### Problem details
Copy the lines from the one containing "Pick-planner input: for every instance of the pollen" through the last line, requests included, and shift each point coordinate in the answers by adding 68 to it.

### Records shown
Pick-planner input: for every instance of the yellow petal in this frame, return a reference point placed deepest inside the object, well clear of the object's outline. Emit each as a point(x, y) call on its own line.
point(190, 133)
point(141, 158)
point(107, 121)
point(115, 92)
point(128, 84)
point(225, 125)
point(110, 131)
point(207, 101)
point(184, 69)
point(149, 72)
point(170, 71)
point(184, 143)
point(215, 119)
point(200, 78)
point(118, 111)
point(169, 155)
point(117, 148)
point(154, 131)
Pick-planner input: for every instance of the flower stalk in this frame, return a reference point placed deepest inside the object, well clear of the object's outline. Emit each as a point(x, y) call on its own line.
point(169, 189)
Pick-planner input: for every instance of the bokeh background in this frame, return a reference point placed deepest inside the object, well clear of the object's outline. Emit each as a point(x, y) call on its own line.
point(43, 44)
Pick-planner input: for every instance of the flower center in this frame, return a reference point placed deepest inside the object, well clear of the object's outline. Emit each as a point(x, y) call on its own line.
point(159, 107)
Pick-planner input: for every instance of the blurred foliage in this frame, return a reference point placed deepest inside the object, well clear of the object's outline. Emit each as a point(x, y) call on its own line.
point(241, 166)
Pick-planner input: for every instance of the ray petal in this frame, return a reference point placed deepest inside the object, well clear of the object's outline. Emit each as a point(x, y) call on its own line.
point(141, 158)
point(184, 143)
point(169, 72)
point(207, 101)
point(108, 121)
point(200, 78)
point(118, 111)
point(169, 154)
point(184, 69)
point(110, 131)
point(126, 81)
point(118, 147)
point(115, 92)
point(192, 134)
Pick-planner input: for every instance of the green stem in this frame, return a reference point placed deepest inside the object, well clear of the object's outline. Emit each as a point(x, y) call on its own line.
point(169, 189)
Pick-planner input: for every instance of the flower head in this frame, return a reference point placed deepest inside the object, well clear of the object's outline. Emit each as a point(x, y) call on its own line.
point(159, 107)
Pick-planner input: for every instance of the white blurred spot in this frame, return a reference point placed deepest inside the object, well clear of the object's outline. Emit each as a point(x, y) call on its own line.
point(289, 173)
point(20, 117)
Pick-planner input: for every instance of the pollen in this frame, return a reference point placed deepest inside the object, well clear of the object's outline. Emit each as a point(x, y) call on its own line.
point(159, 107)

### Right answer
Pick-planner input: for every instance of the pollen in this frame, return a reference point placed deepest inside the object, well clear of the object's outline. Emit each as a point(x, y) call on its own line.
point(227, 175)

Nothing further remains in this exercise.